# Exercise brief:
Copy each of the entries below faithfully, setting aside any pictures.

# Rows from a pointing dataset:
# # #
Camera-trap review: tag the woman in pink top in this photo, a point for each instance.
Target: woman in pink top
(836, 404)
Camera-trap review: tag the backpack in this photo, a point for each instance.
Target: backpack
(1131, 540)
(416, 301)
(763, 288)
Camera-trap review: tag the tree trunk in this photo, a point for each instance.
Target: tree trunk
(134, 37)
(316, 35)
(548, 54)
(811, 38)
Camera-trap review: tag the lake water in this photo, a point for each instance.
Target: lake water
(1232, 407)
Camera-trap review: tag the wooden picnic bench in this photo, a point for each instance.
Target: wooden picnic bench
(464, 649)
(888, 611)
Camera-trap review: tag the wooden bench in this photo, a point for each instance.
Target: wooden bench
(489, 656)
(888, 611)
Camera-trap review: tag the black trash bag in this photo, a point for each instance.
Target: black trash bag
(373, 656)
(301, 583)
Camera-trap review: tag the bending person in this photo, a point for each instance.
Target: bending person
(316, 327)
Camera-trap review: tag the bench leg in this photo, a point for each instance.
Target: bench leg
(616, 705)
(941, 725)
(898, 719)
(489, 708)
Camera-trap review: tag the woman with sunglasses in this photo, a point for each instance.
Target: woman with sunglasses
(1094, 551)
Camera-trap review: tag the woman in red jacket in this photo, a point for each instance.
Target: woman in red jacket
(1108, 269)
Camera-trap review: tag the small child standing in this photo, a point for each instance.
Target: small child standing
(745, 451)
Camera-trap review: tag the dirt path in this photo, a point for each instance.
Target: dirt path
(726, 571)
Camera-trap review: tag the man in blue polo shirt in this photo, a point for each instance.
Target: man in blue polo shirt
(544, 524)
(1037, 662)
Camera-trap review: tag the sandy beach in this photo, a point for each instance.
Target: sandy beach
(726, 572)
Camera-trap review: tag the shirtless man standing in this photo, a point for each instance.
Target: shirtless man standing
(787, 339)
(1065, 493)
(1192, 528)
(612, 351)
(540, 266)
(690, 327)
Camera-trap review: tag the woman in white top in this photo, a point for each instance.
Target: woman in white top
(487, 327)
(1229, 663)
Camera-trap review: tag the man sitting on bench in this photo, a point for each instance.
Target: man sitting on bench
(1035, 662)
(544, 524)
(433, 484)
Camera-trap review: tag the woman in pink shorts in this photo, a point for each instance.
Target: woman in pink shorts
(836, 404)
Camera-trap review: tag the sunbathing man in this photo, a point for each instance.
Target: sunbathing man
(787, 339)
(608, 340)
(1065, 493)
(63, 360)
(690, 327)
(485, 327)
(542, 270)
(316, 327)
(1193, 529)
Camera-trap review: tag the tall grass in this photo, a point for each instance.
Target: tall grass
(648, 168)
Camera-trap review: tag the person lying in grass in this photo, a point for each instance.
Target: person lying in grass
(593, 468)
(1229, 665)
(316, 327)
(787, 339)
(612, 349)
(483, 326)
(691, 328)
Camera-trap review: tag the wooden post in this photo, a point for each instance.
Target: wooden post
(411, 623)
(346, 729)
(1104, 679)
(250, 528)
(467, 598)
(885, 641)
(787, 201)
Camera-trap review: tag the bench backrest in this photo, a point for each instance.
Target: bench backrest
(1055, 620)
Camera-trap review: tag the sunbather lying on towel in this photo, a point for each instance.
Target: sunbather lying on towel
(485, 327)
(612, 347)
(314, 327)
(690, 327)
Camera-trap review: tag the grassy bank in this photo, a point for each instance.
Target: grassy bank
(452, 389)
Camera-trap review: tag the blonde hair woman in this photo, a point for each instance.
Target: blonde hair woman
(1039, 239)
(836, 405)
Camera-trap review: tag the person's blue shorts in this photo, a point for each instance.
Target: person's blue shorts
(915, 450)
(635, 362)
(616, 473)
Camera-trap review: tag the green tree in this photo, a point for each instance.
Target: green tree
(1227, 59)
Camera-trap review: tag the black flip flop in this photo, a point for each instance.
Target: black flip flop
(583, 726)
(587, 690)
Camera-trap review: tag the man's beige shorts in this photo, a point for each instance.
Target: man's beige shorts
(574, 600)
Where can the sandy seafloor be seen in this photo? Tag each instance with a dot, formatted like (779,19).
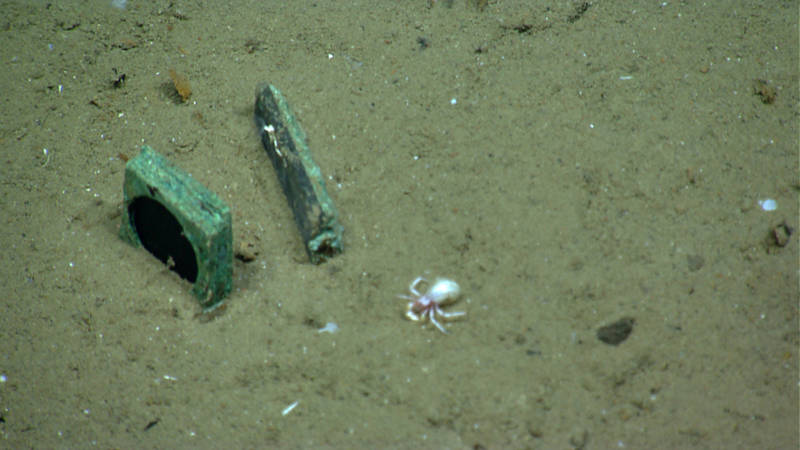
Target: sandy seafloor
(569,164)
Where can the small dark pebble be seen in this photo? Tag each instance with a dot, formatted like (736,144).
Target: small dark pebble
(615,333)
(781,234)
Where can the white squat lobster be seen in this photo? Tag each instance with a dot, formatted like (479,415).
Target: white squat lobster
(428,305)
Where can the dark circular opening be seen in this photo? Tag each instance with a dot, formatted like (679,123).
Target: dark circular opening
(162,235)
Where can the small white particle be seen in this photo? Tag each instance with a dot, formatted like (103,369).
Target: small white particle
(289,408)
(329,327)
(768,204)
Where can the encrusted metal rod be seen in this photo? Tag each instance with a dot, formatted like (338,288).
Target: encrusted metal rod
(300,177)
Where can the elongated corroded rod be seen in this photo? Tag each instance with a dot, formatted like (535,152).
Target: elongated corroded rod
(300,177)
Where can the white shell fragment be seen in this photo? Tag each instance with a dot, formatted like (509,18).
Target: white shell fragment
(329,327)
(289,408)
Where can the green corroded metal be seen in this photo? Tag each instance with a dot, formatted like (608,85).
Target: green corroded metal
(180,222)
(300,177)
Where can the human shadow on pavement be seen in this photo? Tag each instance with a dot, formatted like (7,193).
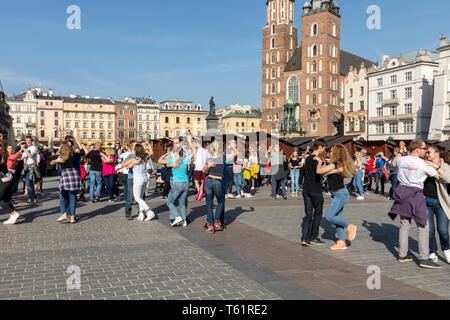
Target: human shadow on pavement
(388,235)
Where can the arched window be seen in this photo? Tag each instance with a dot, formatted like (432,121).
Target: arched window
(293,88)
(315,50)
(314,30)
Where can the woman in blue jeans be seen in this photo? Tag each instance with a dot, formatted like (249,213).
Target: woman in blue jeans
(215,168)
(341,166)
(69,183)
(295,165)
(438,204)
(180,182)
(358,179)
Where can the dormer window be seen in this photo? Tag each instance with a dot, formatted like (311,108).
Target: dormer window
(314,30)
# # #
# Solution below:
Camera-trap review: tag the woman in pink top in this photo, a point for each instance.
Target: woman in pink top
(836, 404)
Camera-trap review: tag the backpack in this photo, a point for each instance.
Target: backpack
(1131, 540)
(416, 301)
(763, 288)
Camera-trap review: tag the tree trunk in this photo, a point for each instance.
Target: tree trunk
(134, 37)
(316, 35)
(548, 54)
(811, 38)
Camera-trap review: tag the lake water in this photo, a point for each instance.
Target: lake water
(1232, 407)
Camera-trap review: tag the wooden picnic bench in this photo, a point for each instance.
Target: wooden picnic bench
(464, 649)
(888, 611)
Camera-trap review: tag the wooden bench in this photo, a point for each instance.
Target: wooden bench
(489, 656)
(888, 611)
Camera-trap review: tag the black trash bag in this photo, a point for each instance.
Target: black trash bag
(373, 656)
(301, 583)
Camera-trap review: tag the bending person in this photo, a point for each instance.
Target: bending person
(316, 327)
Camera-trap review: tag the bench leg in this photo, a point for each instance.
Target: bench leg
(616, 705)
(941, 725)
(898, 719)
(489, 708)
Camera-trap review: tag the woman with sunglasses in this photo, a point for each instance.
Target: woman with sunglasses
(1094, 551)
Camera-trap review: tag the woman in red jacket in this photo, a point for each instance.
Target: woman in red jacket
(1108, 269)
Camera-trap review: tag the small child standing in this photo, a point for each instance.
Target: small child standing
(745, 451)
Camera-trap review: tag the dirt path in this photo, a point for each instance.
Target: dirt path
(726, 571)
Camera-trap review: tag the man in blue polo shirt in this photo, a point for each instance.
Target: man in blue polo shirt
(544, 524)
(1037, 662)
Camera-trap review: tag the sandy beach in this photo, a point for each instance.
Target: sandy beach
(726, 572)
Camera-trap review: tag the shirtless man standing in this photo, a point for each instance.
Target: shirtless man standing
(787, 339)
(1065, 493)
(1192, 528)
(612, 351)
(540, 266)
(690, 327)
Camera-trap review: tag the woman in white top in this photo, a point for each instance.
Target: woman in white top
(487, 327)
(1229, 663)
Camera-trap review: tag the man sitting on bench in this photo, a point for each instance.
Target: man sitting on bench
(1035, 662)
(544, 524)
(433, 484)
Camera-trap review: tag the woman in pink shorts in this photo, a point for each instance.
Target: woman in pink shorts
(836, 404)
Camera-trap review: tag the sunbathing man in this photo, a point for each instance.
Target: sunbathing man
(787, 339)
(608, 340)
(1065, 493)
(63, 360)
(690, 327)
(485, 327)
(542, 270)
(316, 327)
(1193, 529)
Camera-trap review: tag the tall grass in this photo, a point for each instance.
Target: tall grass
(648, 168)
Camera-trap review: tag the person lying in grass in this photo, a point for each instance.
Target: person lying in grass
(593, 468)
(1229, 665)
(316, 327)
(787, 339)
(612, 349)
(483, 326)
(691, 328)
Camera-trap review: tag the wooden post in this photo, a point for each instance.
Target: wooden post
(411, 623)
(346, 729)
(1104, 679)
(250, 528)
(467, 598)
(885, 641)
(787, 201)
Camera-trap review: tag the bench backrest in this photo, a point for each instance.
Target: bench backrest
(1055, 620)
Camera-trap review: tag the sunbather lying on towel in this photo, a point for each instance.
Target: sunbather lying on towel
(485, 327)
(612, 347)
(314, 327)
(690, 327)
Camera-trap review: tag the grassy bank in this photo, a point for each instance.
Target: grassy bank
(452, 389)
Camera-trap review: tag the blonde hair woman in this photo, a point for each instance.
Target: blonde hair woman
(1039, 239)
(836, 405)
Camera-trap review: tag the person's blue shorts in this photo, a point for each instance.
Target: person's blue shorts
(915, 450)
(635, 362)
(616, 473)
Camera-trap review: tag the green tree in this photo, a point for each instance.
Target: green tree
(1227, 59)
Camera-trap review: tag the black flip flop in this photo, a point for each instance.
Target: black flip flop
(583, 726)
(587, 690)
Camera-trap review: tag the man's beige shorts in this photo, a point for each instance.
Target: man's beige shorts
(574, 600)
Where can the sandy seafloor be seen in this photo? Tag each instance with a dot, formatted like (779,19).
Target: sandy seafloor
(569,164)
Where can the small dark pebble be seen in this photo? Tag each instance with a dot, formatted like (736,144).
Target: small dark pebble
(615,333)
(781,234)
Where can the white squat lobster be seen in this photo? Tag each instance with a dot, formatted like (479,415).
Target: white squat lobster
(428,305)
Where can the dark circular opening be seen in this photo? Tag each instance with a dot, formatted like (679,123).
Target: dark circular opening
(162,235)
Where can the small white particle be seen in this photo? Tag each instance with a dot, formatted like (103,369).
Target: small white particle
(289,408)
(329,327)
(768,204)
Where can the encrusted metal rod be seen in this photo? Tag each instance with a dot, formatted like (338,288).
Target: encrusted metal rod
(300,177)
Where can the elongated corroded rod be seen in this photo? Tag each instance with a dot, formatted like (535,152).
Target: elongated corroded rod
(300,177)
Where can the white shell fragment be seen in this photo? Tag each instance with a dot, formatted like (509,18).
Target: white shell fragment
(329,327)
(289,408)
Where can the green corroded metal be seen in this photo? Tag each instance with a dot, formatted like (608,85).
Target: green corroded metal
(180,222)
(300,177)
Where can the human shadow on pavement be seen in this photo? Tag each instance with a dot, formatted like (7,193).
Target: human shadow on pavement
(388,235)
Where can the arched window be seen in this photo? Tag each instance with a dot, formatted like (432,121).
Target: arched window
(293,88)
(315,50)
(314,30)
Where can the woman in blue jeans be seen in this photo? Tag each instance with a dot, formatted like (249,213).
Target: woman in blue jeans
(215,168)
(341,166)
(69,183)
(295,165)
(438,204)
(180,182)
(358,179)
Where can the dormer window be seen in this photo? Tag each instance with a dot, formatted like (311,108).
Target: dormer window
(314,30)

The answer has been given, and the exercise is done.